• WHAT THE TASK ASKS
Only the lines from the beginning of the entries through the one that holds "Question. Locate the orchid" may appear in the answer, written out exactly and free of pictures.

• DATA TO EXAMINE
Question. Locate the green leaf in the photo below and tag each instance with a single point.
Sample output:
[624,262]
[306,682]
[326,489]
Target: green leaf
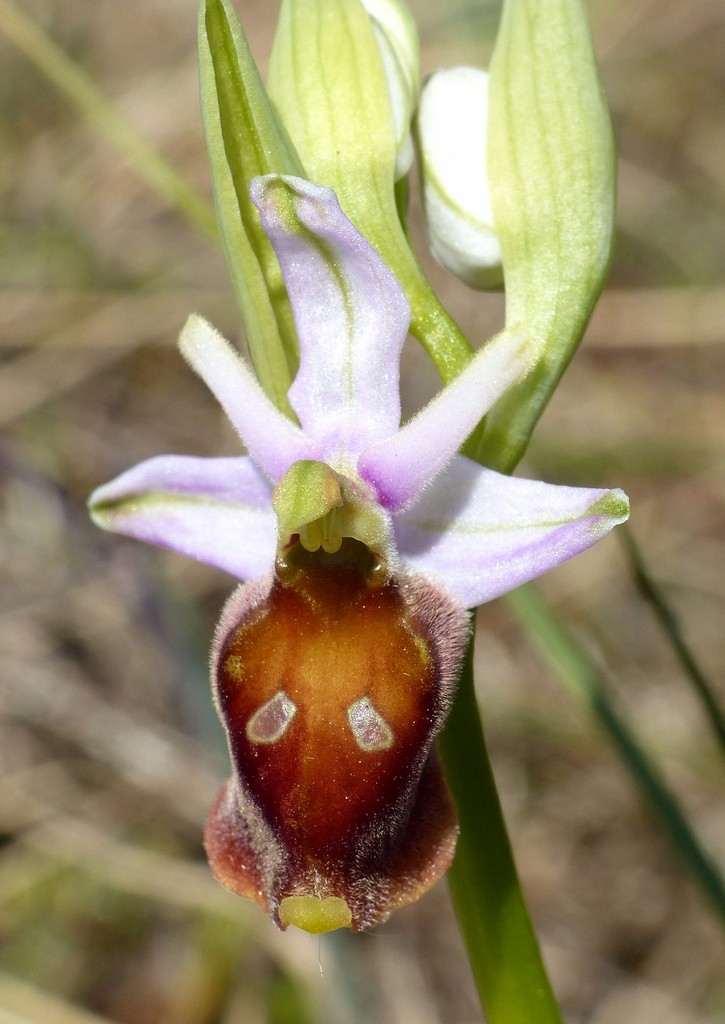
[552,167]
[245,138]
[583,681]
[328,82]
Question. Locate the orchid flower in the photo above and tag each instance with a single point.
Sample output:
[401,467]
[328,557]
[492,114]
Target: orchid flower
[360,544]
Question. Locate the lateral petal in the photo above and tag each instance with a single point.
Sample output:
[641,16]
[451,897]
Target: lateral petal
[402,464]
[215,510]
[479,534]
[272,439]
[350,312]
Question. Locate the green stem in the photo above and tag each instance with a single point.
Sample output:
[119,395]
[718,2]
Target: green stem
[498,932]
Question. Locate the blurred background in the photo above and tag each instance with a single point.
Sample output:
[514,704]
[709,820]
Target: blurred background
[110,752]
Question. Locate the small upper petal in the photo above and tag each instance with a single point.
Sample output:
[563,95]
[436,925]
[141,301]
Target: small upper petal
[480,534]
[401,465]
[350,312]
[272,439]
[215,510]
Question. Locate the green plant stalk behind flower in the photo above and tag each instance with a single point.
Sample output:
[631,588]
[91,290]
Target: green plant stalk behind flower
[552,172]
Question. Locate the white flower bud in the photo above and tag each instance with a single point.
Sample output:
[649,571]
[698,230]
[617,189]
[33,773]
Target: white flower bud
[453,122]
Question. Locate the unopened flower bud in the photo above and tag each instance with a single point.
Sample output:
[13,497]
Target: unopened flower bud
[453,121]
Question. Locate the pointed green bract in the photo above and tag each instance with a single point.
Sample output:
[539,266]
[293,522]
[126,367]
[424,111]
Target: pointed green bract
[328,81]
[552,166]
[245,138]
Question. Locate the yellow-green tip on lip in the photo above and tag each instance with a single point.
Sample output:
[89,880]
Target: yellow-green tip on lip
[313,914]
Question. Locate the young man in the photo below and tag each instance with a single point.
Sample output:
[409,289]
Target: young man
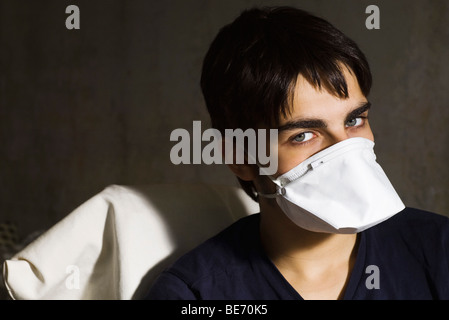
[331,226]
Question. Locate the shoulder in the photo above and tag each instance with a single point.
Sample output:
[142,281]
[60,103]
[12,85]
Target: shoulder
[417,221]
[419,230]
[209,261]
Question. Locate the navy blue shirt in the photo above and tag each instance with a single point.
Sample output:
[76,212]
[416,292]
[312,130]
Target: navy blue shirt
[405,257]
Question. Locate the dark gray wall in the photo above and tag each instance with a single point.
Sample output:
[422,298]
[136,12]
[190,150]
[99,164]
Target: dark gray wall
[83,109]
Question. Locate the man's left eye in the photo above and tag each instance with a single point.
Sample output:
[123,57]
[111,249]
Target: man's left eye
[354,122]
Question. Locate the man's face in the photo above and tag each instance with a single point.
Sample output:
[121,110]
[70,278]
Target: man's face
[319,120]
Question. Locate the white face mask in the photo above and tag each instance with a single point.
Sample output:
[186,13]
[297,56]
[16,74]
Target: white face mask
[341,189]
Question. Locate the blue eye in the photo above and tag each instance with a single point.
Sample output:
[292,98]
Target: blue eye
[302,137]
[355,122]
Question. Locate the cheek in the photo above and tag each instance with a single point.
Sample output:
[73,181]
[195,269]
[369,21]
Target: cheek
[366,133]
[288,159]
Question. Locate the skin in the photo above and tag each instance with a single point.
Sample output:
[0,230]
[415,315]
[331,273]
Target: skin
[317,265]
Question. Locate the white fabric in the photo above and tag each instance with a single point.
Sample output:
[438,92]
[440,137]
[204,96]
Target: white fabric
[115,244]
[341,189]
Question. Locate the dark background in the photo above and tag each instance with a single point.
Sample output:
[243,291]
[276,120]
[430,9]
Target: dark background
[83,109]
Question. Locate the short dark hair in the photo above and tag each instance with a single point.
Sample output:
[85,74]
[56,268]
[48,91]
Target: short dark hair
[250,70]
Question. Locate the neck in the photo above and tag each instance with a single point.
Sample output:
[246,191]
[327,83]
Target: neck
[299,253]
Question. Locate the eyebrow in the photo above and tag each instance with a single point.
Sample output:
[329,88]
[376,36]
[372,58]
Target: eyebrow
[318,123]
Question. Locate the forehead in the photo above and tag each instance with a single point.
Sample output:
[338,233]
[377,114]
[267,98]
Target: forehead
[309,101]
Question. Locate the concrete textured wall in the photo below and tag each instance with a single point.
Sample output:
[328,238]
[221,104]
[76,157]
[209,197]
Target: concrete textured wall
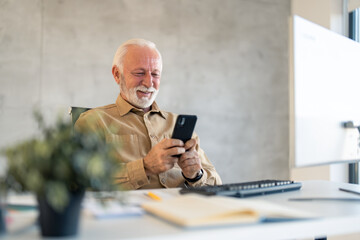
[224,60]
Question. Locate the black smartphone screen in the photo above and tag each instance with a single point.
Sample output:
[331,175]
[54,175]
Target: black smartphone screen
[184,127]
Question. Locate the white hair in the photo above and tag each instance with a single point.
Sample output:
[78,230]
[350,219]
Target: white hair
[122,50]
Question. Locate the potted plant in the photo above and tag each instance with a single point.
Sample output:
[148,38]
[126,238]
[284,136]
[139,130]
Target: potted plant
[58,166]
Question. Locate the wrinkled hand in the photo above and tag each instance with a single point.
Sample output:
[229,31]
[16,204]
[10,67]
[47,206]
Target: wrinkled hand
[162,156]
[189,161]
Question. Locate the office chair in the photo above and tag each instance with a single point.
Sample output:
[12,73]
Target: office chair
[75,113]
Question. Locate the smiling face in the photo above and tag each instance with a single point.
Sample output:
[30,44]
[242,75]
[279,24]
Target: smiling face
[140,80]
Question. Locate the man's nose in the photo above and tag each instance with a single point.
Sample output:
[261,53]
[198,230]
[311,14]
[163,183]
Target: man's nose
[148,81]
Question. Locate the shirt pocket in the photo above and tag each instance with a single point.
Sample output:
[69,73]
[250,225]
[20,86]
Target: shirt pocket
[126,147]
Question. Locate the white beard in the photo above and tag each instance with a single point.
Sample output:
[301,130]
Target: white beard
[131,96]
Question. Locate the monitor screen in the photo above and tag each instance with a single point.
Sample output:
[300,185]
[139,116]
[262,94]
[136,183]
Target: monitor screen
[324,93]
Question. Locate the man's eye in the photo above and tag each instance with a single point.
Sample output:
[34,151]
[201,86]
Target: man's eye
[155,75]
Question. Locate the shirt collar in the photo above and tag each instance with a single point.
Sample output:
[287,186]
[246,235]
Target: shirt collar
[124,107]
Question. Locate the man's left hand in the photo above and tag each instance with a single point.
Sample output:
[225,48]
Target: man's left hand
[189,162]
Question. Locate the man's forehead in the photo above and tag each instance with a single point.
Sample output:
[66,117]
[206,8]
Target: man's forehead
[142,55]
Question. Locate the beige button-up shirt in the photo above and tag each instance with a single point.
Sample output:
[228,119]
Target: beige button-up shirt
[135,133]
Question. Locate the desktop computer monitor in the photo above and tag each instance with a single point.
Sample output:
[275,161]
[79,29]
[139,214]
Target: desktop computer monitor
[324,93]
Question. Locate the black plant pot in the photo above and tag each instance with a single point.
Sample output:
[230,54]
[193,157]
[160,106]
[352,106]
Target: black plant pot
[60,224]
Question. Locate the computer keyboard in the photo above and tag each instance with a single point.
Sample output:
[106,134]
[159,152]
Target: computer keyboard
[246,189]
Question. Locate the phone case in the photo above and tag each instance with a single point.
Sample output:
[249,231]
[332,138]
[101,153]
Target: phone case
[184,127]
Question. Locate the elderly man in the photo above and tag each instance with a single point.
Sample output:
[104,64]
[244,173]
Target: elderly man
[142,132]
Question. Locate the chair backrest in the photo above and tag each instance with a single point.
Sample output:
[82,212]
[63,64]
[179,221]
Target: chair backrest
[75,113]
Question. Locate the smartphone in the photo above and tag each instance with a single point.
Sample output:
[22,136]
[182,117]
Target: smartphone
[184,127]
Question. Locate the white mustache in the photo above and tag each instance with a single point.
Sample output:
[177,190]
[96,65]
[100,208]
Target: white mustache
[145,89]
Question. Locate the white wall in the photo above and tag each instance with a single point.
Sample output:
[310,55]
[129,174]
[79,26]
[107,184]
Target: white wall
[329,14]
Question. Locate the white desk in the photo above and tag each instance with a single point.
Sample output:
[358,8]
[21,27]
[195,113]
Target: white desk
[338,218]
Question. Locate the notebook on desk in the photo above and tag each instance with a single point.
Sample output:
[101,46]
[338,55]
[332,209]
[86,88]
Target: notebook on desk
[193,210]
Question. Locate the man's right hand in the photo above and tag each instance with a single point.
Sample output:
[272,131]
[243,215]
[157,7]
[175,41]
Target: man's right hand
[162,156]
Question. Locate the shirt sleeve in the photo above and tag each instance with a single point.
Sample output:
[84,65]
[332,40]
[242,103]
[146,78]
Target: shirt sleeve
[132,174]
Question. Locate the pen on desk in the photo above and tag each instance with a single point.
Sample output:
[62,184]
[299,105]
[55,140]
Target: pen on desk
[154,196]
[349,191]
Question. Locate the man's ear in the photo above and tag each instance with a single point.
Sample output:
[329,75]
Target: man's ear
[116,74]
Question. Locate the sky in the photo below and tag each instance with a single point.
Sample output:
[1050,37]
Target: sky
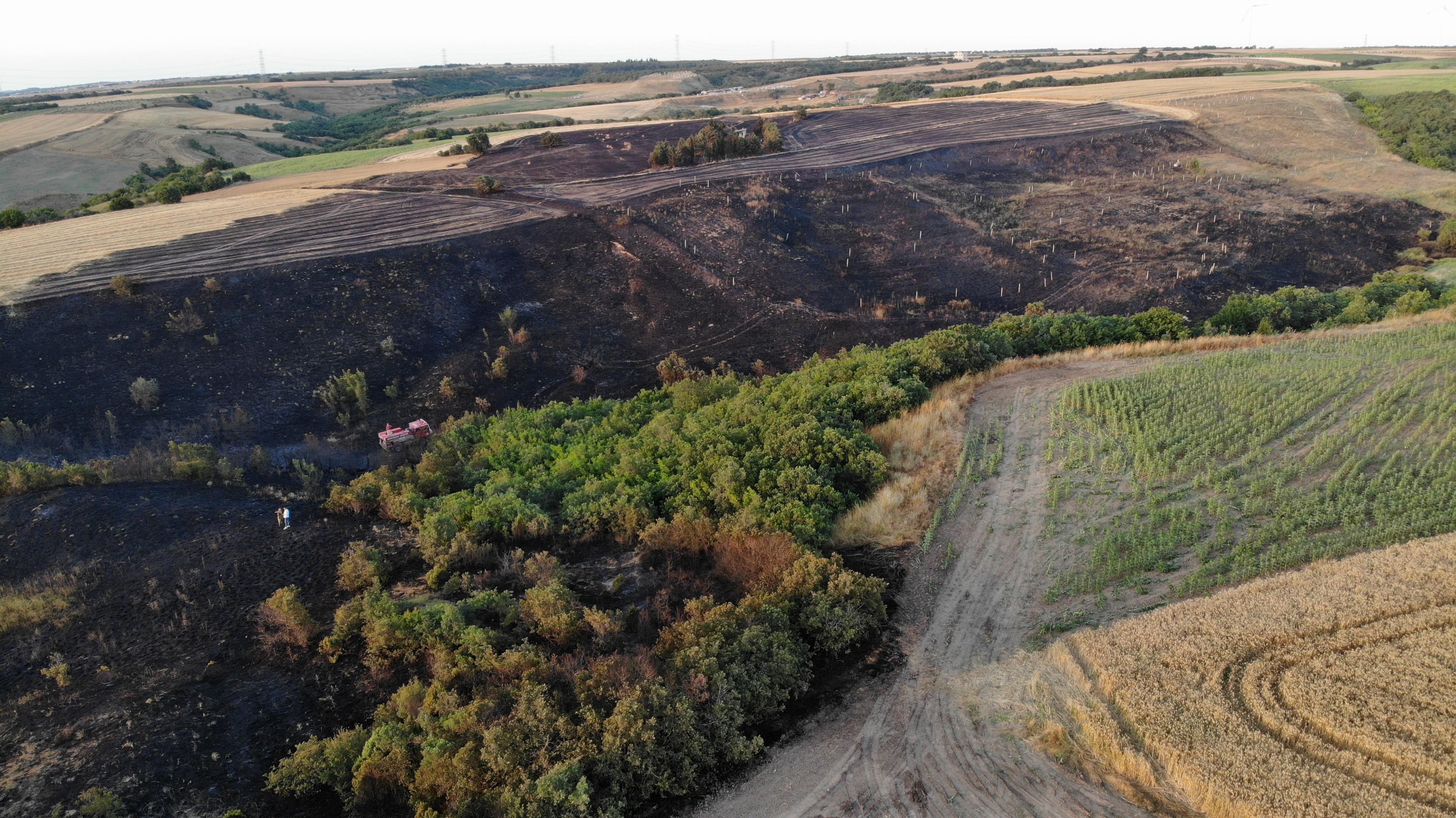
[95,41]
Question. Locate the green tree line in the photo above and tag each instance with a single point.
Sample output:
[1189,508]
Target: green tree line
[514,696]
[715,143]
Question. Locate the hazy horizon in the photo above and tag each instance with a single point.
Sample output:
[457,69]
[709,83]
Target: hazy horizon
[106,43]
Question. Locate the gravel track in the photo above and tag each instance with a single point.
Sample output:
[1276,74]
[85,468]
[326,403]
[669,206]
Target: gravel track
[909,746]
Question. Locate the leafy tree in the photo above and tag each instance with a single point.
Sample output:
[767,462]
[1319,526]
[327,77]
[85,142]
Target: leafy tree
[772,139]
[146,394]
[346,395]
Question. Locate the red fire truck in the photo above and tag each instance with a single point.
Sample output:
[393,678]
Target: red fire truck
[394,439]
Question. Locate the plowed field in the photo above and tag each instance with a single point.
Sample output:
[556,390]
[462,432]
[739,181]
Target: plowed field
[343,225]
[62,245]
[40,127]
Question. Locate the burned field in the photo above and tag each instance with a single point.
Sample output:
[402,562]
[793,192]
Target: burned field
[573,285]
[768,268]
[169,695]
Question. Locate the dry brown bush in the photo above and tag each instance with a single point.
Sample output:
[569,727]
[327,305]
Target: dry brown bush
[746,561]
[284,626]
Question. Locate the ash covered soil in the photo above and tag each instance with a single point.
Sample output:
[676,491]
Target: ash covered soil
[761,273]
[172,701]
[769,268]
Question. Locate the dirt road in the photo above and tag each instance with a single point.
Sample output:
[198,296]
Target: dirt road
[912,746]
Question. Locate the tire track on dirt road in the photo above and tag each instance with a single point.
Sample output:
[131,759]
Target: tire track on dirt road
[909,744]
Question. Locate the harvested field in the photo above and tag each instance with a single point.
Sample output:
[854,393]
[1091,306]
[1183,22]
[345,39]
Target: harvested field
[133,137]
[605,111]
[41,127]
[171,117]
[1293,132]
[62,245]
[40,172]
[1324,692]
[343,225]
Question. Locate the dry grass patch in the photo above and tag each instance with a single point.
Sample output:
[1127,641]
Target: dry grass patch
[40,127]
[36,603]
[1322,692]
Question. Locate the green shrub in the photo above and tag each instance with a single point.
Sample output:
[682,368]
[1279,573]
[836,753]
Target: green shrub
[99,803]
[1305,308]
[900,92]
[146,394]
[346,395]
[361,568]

• WRITTEN RESPONSE
Question. Locate the green leaf in the photo below and tag each instance with a single point.
Sample output:
[624,262]
[306,682]
[326,489]
Target: green leaf
[552,167]
[245,138]
[583,681]
[328,82]
Question. Locate the orchid flower in the photo above and tag each instance with a single point.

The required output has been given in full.